### The task
Copy out the entries below verbatim, starting at the line that contains "Indicate the overcast" and stopping after the line that contains "x=292, y=419".

### Information given
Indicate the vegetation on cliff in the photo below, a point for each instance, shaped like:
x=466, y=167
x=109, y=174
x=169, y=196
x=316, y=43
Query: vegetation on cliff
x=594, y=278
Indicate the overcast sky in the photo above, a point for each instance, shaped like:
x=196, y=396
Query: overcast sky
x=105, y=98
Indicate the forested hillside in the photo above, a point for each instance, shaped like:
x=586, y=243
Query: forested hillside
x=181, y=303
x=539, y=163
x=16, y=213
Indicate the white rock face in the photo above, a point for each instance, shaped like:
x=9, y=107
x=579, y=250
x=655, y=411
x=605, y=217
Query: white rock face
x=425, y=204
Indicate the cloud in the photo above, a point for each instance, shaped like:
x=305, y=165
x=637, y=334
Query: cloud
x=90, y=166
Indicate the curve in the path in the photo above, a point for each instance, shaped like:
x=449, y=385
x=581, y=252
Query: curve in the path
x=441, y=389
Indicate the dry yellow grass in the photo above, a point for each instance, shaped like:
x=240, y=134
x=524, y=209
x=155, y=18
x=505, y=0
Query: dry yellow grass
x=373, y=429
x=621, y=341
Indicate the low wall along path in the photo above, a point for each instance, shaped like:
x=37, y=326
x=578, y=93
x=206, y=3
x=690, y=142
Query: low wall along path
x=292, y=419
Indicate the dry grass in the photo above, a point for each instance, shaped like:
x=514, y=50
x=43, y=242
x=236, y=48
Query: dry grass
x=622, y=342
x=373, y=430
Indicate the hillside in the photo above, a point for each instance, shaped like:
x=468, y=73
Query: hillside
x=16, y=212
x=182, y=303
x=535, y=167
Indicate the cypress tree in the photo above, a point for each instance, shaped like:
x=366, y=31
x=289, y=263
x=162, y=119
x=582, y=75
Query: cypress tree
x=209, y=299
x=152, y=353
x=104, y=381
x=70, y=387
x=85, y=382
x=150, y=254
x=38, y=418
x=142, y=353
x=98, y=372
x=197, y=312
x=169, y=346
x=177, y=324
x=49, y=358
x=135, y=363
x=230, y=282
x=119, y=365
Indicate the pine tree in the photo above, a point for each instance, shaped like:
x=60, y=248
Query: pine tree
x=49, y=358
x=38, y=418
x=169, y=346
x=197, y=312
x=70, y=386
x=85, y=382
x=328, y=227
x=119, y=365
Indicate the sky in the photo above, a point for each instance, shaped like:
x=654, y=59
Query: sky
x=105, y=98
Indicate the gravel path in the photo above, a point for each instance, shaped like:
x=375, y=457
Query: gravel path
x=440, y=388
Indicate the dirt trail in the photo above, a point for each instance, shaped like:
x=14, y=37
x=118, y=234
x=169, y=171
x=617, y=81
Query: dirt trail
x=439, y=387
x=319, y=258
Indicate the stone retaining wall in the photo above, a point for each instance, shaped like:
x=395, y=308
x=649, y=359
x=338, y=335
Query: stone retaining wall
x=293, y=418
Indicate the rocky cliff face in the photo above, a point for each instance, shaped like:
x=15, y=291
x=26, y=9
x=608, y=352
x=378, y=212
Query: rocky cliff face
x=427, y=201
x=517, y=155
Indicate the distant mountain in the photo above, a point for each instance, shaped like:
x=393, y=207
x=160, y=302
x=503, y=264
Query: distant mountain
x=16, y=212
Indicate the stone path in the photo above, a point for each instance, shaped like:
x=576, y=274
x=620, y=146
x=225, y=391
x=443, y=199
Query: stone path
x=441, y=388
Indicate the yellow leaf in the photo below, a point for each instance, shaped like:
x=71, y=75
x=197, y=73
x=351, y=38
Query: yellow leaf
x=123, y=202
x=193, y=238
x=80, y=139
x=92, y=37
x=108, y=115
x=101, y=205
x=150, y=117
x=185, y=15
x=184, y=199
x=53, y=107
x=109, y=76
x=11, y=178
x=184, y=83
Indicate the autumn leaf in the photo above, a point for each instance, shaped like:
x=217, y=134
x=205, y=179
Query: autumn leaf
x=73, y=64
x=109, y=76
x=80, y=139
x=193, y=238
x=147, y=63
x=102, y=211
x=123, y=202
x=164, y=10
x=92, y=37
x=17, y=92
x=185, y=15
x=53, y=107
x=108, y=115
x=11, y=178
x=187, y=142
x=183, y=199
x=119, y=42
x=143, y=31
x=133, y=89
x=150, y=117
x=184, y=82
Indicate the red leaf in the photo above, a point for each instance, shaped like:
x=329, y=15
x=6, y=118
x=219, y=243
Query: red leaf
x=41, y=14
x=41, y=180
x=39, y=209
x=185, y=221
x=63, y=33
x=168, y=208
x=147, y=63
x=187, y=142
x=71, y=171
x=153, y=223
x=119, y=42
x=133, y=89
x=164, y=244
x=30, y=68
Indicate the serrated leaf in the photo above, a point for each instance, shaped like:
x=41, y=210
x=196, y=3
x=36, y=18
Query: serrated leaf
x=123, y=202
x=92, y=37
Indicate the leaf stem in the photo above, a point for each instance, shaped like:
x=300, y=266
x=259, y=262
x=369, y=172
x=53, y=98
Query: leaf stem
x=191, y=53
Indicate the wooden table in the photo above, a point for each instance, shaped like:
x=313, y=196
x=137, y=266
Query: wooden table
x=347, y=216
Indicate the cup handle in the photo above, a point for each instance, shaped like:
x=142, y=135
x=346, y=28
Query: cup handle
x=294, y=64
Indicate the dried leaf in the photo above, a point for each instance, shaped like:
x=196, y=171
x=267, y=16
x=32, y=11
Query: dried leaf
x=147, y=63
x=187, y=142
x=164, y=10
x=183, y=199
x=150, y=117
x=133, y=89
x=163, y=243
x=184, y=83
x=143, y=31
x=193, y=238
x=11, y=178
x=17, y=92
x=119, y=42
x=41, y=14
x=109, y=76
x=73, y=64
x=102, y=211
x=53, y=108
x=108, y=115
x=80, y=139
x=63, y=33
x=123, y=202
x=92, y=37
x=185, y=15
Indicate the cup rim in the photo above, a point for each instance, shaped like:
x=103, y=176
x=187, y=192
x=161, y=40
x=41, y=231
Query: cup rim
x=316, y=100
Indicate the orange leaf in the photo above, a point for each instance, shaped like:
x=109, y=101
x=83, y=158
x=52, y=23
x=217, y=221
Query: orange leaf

### Exercise answer
Indicate the overcast sky in the photo above, a point for each instance, shaped like:
x=196, y=396
Query: overcast sky
x=105, y=98
Indicate the forested hillside in the photo above, a point for each instance, shaped like:
x=586, y=243
Query: forested hillside
x=181, y=303
x=539, y=163
x=16, y=213
Indicate the white rock face in the photo above, a point for each instance, shaped like:
x=9, y=107
x=579, y=250
x=655, y=411
x=605, y=217
Query: white rock face
x=425, y=204
Indicate the cloud in the photo above, a point for each instance, shaped like:
x=305, y=165
x=637, y=334
Query: cloud
x=90, y=166
Indicate the curve in the path in the photo above, a point for each instance, shaped like:
x=449, y=385
x=581, y=252
Query: curve in the path
x=441, y=389
Indicate the dry yellow grass in the photo above, a point for each instance, shaped like:
x=240, y=134
x=524, y=209
x=155, y=18
x=505, y=0
Query: dry yellow grass
x=373, y=429
x=621, y=341
Indicate the low wall along path in the photo above, a point for each instance, shaped like:
x=37, y=326
x=578, y=93
x=206, y=3
x=690, y=142
Query: low wall along path
x=292, y=419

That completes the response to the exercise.